● **STATED PROBLEM**: Turn the lines of all the rows below into a JSON list of strings, one string per line, with blank lines left out. Leave the pictures out.

______________________________

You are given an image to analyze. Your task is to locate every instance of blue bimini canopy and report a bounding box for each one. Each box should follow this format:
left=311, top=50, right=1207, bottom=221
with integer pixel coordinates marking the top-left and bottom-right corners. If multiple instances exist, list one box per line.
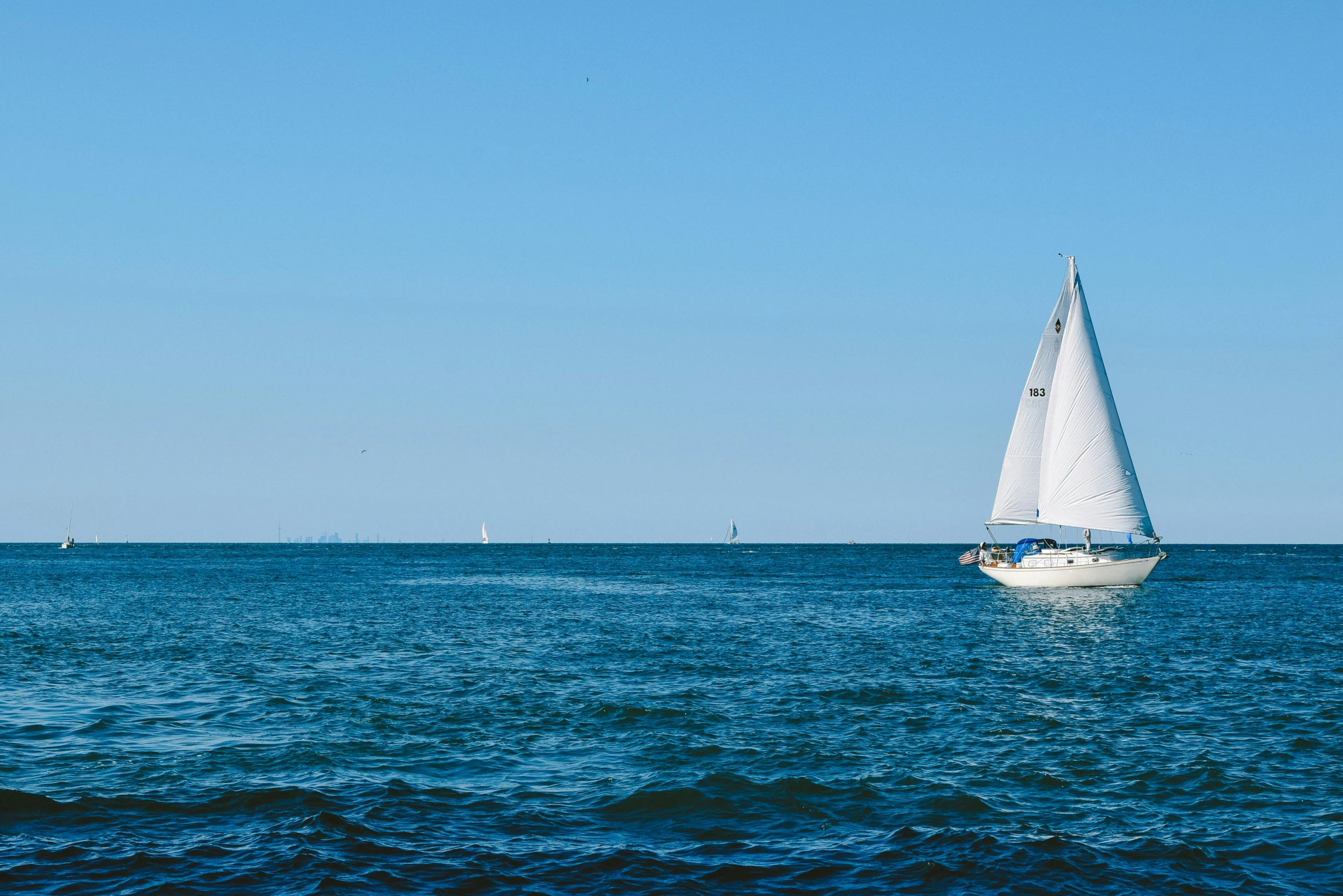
left=1012, top=539, right=1058, bottom=563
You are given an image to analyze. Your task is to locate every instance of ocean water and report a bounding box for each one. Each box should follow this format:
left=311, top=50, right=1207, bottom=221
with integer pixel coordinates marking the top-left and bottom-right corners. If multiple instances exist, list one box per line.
left=0, top=544, right=1343, bottom=895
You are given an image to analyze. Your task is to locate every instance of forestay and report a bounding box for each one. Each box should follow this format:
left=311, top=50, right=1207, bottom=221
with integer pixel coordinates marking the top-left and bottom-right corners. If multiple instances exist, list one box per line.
left=989, top=274, right=1077, bottom=525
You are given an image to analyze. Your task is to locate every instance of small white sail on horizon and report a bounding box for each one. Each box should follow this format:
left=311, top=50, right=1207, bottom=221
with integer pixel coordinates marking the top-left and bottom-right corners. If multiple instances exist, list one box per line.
left=979, top=255, right=1166, bottom=586
left=61, top=504, right=75, bottom=549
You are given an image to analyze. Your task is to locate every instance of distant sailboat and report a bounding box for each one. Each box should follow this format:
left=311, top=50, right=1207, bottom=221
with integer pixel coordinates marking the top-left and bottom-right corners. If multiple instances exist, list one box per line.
left=977, top=255, right=1166, bottom=587
left=61, top=505, right=75, bottom=551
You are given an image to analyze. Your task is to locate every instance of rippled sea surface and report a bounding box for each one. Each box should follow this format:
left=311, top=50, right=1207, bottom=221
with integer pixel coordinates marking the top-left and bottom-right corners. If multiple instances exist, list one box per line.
left=0, top=544, right=1343, bottom=895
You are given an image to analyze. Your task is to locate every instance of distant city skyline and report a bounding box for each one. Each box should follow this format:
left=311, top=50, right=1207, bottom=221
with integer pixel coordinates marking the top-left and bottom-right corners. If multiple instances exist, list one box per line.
left=0, top=3, right=1343, bottom=543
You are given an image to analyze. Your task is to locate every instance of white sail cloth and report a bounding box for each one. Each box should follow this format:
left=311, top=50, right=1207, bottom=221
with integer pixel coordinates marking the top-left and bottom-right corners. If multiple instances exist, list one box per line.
left=989, top=277, right=1073, bottom=525
left=990, top=258, right=1155, bottom=537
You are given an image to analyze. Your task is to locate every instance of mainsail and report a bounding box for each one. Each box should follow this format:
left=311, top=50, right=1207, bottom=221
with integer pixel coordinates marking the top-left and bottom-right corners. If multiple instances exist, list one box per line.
left=1040, top=258, right=1155, bottom=537
left=989, top=274, right=1077, bottom=525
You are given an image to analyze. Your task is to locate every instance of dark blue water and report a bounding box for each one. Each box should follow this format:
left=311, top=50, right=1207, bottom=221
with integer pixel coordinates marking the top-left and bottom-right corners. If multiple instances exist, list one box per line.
left=0, top=545, right=1343, bottom=895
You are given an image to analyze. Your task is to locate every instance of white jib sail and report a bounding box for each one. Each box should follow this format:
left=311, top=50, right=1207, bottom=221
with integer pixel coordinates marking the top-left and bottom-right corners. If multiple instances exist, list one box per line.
left=989, top=262, right=1077, bottom=525
left=1040, top=259, right=1154, bottom=536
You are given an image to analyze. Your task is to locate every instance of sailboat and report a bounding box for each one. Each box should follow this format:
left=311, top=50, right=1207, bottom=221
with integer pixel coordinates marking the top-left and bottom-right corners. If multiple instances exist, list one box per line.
left=61, top=506, right=75, bottom=551
left=967, top=255, right=1166, bottom=587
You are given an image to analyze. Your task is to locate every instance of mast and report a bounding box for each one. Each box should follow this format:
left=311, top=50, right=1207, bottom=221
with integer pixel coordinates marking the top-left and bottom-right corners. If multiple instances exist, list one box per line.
left=989, top=258, right=1077, bottom=525
left=1038, top=258, right=1155, bottom=537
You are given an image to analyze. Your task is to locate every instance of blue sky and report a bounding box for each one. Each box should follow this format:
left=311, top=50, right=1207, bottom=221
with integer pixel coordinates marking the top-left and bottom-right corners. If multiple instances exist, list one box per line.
left=0, top=3, right=1343, bottom=541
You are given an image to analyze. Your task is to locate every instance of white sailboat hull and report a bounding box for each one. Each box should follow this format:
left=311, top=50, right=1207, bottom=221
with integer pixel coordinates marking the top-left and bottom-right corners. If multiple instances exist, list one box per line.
left=979, top=552, right=1166, bottom=589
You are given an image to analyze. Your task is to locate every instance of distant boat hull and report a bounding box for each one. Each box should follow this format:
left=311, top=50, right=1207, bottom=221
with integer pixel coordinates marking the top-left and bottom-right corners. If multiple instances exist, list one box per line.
left=979, top=552, right=1166, bottom=589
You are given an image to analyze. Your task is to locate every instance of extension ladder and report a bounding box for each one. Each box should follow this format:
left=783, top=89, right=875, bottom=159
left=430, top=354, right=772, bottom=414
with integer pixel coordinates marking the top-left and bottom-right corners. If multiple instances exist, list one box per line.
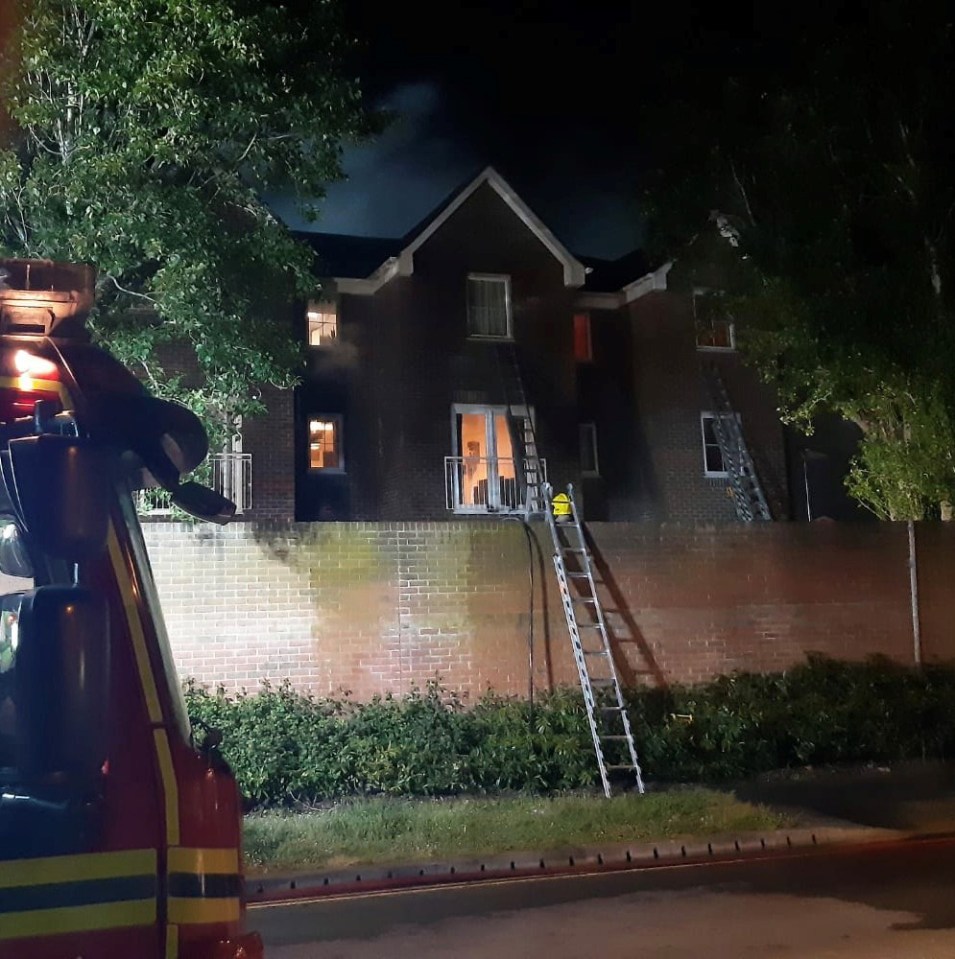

______________________________

● **OUTPUT OF THE EXERCISE**:
[
  "You are given an image to analyze. Your task is to locate every instance of blue bimini canopy and report a bounding box for each one. Each box should follow this format:",
  "left=311, top=50, right=1207, bottom=221",
  "with integer pixel coordinates marking the top-left and bottom-right corners. If multiple instances exist, list one box per line.",
  "left=1012, top=539, right=1058, bottom=563",
  "You are given an image to analyze. Your task is to locate every instance of ocean water and report a bounding box for each one. Each box should follow this format:",
  "left=311, top=50, right=1207, bottom=221",
  "with integer pixel coordinates marking the top-left and bottom-right corners. If multiple instances exist, list one box per line.",
  "left=0, top=544, right=1343, bottom=895",
  "You are given an image to analyze. Your task is to locate every instance of forestay and report a bounding box for each one. Each box should follow this format:",
  "left=311, top=50, right=1207, bottom=221",
  "with integer pixel coordinates marking the top-left and bottom-right corners. If multiple instances exist, list one box per line.",
  "left=989, top=274, right=1077, bottom=525",
  "You are given an image to analyze. Your task is to locate every instance of small white sail on horizon and report a bounding box for each one. Each box should follow this format:",
  "left=311, top=50, right=1207, bottom=221",
  "with integer pixel coordinates marking the top-left and bottom-right corners. If multiple instances exist, list one box per line.",
  "left=979, top=255, right=1166, bottom=586",
  "left=61, top=504, right=75, bottom=549",
  "You are given an image to analyze. Your task is to locate every instance of distant sailboat and report a bounding box for each one. Each box should follow this format:",
  "left=311, top=50, right=1207, bottom=221",
  "with integer pixel coordinates marking the top-left and bottom-right corners. If multiple instances exist, list one box per line.",
  "left=977, top=255, right=1166, bottom=587",
  "left=61, top=505, right=75, bottom=551",
  "You are given an image to analyze. Your task is to locate every instance of rippled sea surface and report a bounding box for each one. Each box should follow this format:",
  "left=311, top=50, right=1207, bottom=221",
  "with integer pixel coordinates marking the top-left and bottom-right corners. If multiple instances exist, list one box per line.",
  "left=0, top=544, right=1343, bottom=895",
  "You are given an image to analyze. Your task is to locate every instance of distant city skyline and report a bounding box for each one. Each box should follow this format:",
  "left=311, top=50, right=1207, bottom=221",
  "with integer pixel coordinates marking the top-left and bottom-right corners. If multiple instances exist, list one box per line.",
  "left=0, top=3, right=1343, bottom=543",
  "You are given an image to analyze. Your task is to locate every instance of white sail cloth and report a bounding box for each one. Each box should follow this format:",
  "left=311, top=50, right=1207, bottom=221",
  "with integer pixel coordinates marking the top-left and bottom-right corners. If multiple instances exist, list one box per line.",
  "left=989, top=277, right=1073, bottom=525",
  "left=990, top=258, right=1155, bottom=537",
  "You are given an image to analyze. Your task is to locate every instance of mainsail and report a bounding box for each one. Each box should follow this format:",
  "left=311, top=50, right=1207, bottom=221",
  "with integer pixel coordinates marking the top-left and bottom-right corners. If multiple instances exist, list one box per line.",
  "left=1040, top=258, right=1155, bottom=537",
  "left=989, top=274, right=1077, bottom=525",
  "You are given an image to analyze. Your task is to locate every instance of dark blue water and report a bounding box for each one. Each box should follow this format:",
  "left=311, top=50, right=1207, bottom=221",
  "with integer pixel coordinates marking the top-left and bottom-right corners. If multiple instances exist, list one box per line.",
  "left=0, top=545, right=1343, bottom=895",
  "You are given an image to analyze. Your task is to locate every instance of white jib sail and report a bounding box for each one. Each box should follow this format:",
  "left=311, top=50, right=1207, bottom=221",
  "with integer pixel coordinates marking the top-left and bottom-right corners. If multiple instances exist, list one box per line.",
  "left=989, top=262, right=1077, bottom=525",
  "left=1040, top=259, right=1154, bottom=536",
  "You are given an image to analyze. Your task is to locate every instance of sailboat and report a bounding box for each one. Each box should follow this format:",
  "left=311, top=50, right=1207, bottom=221",
  "with integer pixel coordinates marking the top-left and bottom-right corners. If multiple instances exist, list one box per line.",
  "left=61, top=506, right=75, bottom=551",
  "left=967, top=255, right=1166, bottom=587",
  "You are given an image to analyze. Your task is to locate every instance of mast and report a bounding box for each one. Each box should follow this format:",
  "left=311, top=50, right=1207, bottom=221",
  "with integer pixel coordinates marking the top-left and bottom-right corners. If multiple instances exist, list one box per line.",
  "left=989, top=258, right=1077, bottom=525",
  "left=1038, top=258, right=1155, bottom=537",
  "You are given an image to analyze. Your task is to locate every instance of blue sky and report a bounding box for each one. Each box should follow this format:",
  "left=311, top=50, right=1207, bottom=221",
  "with integer pixel coordinates marking the top-left and bottom-right corners. If multiple instances exist, list one box per line.",
  "left=0, top=3, right=1343, bottom=541",
  "You are given an image to analyze. Your task is to locate every instance of white sailboat hull and report a bounding box for each one. Each box should follow this format:",
  "left=311, top=50, right=1207, bottom=221",
  "with integer pixel coordinates marking the top-left and bottom-right corners. If multiple instances exist, list one box per line.",
  "left=979, top=552, right=1166, bottom=589",
  "You are given an image to analyze. Your task is to locate every instance of distant boat hull and report a bounding box for each one. Each box should follow this format:",
  "left=311, top=50, right=1207, bottom=221",
  "with integer pixel coordinates marking the top-left and bottom-right corners. If multiple instances exist, list one box per line.",
  "left=979, top=552, right=1166, bottom=589",
  "You are given an image to analyze. Your task is to locate every instance of extension ladder and report a bounding box for each one. Each box should follow this format:",
  "left=783, top=89, right=875, bottom=159",
  "left=430, top=354, right=772, bottom=414",
  "with integer pixel coordinates marking the top-left and bottom-right corners. If multiple instances exist, list one box per line."
]